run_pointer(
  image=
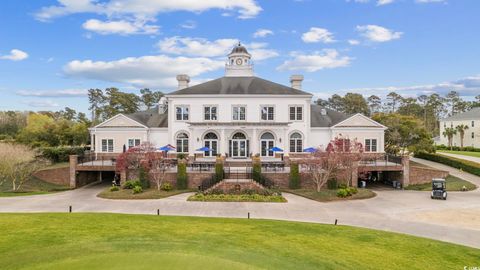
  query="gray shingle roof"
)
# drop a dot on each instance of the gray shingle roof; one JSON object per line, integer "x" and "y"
{"x": 330, "y": 119}
{"x": 239, "y": 86}
{"x": 473, "y": 114}
{"x": 150, "y": 118}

**AIM OF THE EXERCISE**.
Extract the full listing exactly, with the pictures left out.

**REPLY**.
run_pointer(
  image=
  query="gray shingle roof"
)
# drop a dot on each instance of the gray shingle roof; one JSON object per line, integer "x" and "y"
{"x": 330, "y": 119}
{"x": 239, "y": 86}
{"x": 473, "y": 114}
{"x": 150, "y": 118}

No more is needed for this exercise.